• _Given records_:
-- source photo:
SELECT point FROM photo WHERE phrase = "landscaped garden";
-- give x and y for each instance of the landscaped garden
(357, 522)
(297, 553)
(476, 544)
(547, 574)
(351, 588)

• _Exercise task_: Reproduce all the lines of the records above, requests included, and shift every coordinate in the answers up by 106.

• _Expected output_:
-- source photo:
SELECT point FROM photo WHERE phrase = "landscaped garden";
-- give x and y for each instance of the landscaped garden
(463, 628)
(403, 659)
(582, 650)
(653, 680)
(457, 694)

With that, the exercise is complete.